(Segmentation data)
========

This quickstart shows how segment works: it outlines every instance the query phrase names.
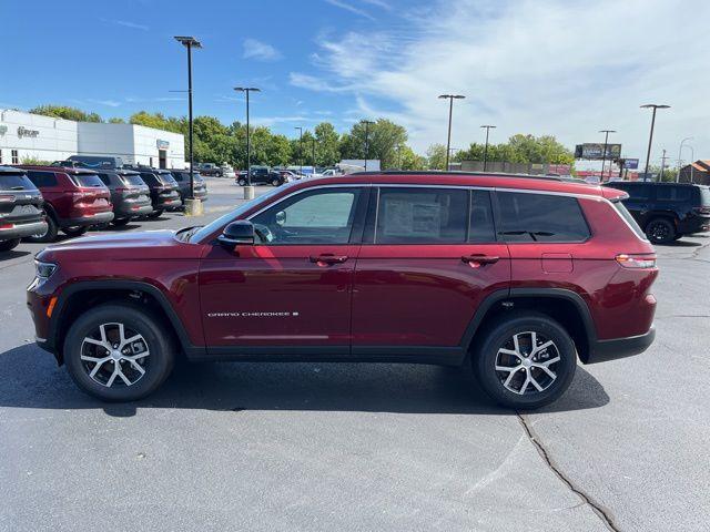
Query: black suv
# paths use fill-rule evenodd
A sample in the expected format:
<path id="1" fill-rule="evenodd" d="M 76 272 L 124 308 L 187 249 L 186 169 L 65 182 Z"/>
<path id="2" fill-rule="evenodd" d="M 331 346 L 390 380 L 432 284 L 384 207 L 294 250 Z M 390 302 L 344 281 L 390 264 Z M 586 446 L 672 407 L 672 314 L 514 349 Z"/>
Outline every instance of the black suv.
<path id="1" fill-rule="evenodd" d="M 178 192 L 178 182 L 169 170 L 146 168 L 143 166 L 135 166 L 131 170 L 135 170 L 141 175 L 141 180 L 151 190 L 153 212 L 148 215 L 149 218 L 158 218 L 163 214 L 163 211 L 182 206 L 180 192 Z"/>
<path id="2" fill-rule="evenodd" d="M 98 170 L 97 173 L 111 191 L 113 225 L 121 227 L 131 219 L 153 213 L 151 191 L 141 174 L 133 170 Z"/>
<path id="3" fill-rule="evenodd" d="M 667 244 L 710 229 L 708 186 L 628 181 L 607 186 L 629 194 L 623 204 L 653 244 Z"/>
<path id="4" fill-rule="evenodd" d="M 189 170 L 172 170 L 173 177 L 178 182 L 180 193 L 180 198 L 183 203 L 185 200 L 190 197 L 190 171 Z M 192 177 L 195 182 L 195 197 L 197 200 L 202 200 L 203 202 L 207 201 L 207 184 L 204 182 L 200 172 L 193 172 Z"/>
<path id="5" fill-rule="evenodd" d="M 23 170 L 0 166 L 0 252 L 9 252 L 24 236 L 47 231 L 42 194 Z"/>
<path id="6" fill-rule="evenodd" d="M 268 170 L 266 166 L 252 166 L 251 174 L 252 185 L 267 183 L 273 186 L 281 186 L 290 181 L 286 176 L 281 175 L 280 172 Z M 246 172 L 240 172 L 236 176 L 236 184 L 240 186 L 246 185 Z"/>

========

= Aim of the task =
Convert all the records above into a Markdown table with the columns "Row" and "Line," placing one line per row with its number and skipping blank lines. Leave the pictures out.

= The reply =
| Row | Line |
|---|---|
| 1 | This quickstart shows how segment works: it outlines every instance the query phrase names. |
| 2 | Query: black suv |
| 3 | # paths use fill-rule evenodd |
| 4 | A sample in the expected format: |
| 5 | <path id="1" fill-rule="evenodd" d="M 76 272 L 124 308 L 187 249 L 186 169 L 65 182 Z"/> |
| 6 | <path id="2" fill-rule="evenodd" d="M 331 346 L 390 380 L 432 284 L 384 207 L 294 250 Z M 390 302 L 344 281 L 390 264 Z M 586 446 L 672 407 L 672 314 L 514 349 Z"/> |
| 7 | Outline every instance of the black suv. |
| 8 | <path id="1" fill-rule="evenodd" d="M 178 192 L 178 182 L 169 170 L 146 168 L 143 166 L 135 166 L 131 170 L 135 170 L 141 175 L 141 180 L 151 190 L 153 212 L 148 215 L 149 218 L 158 218 L 163 214 L 163 211 L 182 206 L 180 192 Z"/> |
| 9 | <path id="2" fill-rule="evenodd" d="M 98 170 L 97 173 L 111 191 L 113 225 L 121 227 L 131 219 L 153 213 L 151 191 L 141 174 L 133 170 Z"/> |
| 10 | <path id="3" fill-rule="evenodd" d="M 667 244 L 710 229 L 708 186 L 628 181 L 607 186 L 629 194 L 623 204 L 653 244 Z"/> |
| 11 | <path id="4" fill-rule="evenodd" d="M 189 170 L 172 170 L 173 177 L 178 182 L 180 193 L 180 198 L 183 203 L 185 200 L 190 197 L 190 171 Z M 192 177 L 195 182 L 195 197 L 197 200 L 202 200 L 203 202 L 207 201 L 207 184 L 204 182 L 200 172 L 193 172 Z"/> |
| 12 | <path id="5" fill-rule="evenodd" d="M 23 170 L 0 166 L 0 252 L 9 252 L 24 236 L 47 231 L 42 194 Z"/> |
| 13 | <path id="6" fill-rule="evenodd" d="M 268 170 L 266 166 L 252 166 L 251 174 L 252 185 L 267 183 L 273 186 L 281 186 L 290 181 L 286 176 L 281 175 L 280 172 Z M 246 172 L 240 172 L 236 176 L 236 184 L 240 186 L 246 185 Z"/> |